Excerpts of location labeling data:
=======
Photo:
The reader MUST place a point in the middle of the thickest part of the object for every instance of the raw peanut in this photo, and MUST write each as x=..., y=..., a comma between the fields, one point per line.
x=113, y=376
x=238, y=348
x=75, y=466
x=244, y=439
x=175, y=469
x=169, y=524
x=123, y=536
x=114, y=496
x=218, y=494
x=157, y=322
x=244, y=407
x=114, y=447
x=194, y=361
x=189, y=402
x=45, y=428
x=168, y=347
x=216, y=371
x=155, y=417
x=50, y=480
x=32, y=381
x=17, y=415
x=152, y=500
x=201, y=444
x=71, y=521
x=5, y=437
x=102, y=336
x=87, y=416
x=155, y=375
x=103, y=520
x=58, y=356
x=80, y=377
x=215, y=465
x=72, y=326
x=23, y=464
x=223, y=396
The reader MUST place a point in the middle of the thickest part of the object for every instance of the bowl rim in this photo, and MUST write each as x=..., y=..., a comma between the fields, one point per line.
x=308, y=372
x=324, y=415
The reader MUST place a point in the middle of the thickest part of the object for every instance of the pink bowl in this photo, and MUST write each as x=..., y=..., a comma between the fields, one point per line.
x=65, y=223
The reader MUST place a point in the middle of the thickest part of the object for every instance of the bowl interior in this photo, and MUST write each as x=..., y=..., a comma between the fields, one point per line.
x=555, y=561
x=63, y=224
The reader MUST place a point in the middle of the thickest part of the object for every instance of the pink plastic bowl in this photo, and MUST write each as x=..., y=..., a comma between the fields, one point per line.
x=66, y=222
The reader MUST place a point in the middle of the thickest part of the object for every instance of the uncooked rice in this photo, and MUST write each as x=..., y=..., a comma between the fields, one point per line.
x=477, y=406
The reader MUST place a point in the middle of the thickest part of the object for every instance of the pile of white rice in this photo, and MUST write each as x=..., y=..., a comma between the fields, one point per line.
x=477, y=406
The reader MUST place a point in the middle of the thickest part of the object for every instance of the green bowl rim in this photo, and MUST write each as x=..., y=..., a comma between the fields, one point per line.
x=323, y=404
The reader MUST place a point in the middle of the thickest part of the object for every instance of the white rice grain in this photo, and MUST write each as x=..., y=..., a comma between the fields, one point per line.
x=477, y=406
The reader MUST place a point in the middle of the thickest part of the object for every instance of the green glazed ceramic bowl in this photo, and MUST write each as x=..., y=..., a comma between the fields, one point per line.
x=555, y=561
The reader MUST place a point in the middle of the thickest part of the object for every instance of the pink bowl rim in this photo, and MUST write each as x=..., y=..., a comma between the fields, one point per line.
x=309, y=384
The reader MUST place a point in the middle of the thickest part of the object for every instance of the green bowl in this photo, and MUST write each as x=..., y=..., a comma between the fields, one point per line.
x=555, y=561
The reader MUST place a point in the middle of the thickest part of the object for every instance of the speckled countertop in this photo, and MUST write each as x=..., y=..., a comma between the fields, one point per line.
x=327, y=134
=======
- Goal: From the start of the material through the line containing "x=238, y=348", write out every line again, request included, and shift each coordinate in the answers by adding 129 to it.

- Response:
Photo:
The reader MUST place a point in the middle of the thickest part of the object for every instance of the raw peanut in this photo, and MUST write each as x=..., y=..., a comma between the fields, one point per line.
x=242, y=505
x=367, y=477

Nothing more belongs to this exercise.